- _Direction_
Pull out every line of the items below that contains the word "bounding".

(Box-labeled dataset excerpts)
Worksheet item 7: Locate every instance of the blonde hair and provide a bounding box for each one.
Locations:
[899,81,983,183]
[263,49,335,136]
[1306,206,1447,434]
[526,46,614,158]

- _Answer to this problem_
Worksheet item 7: Locate every instance of the blonde hair and provide a bounding box for each one.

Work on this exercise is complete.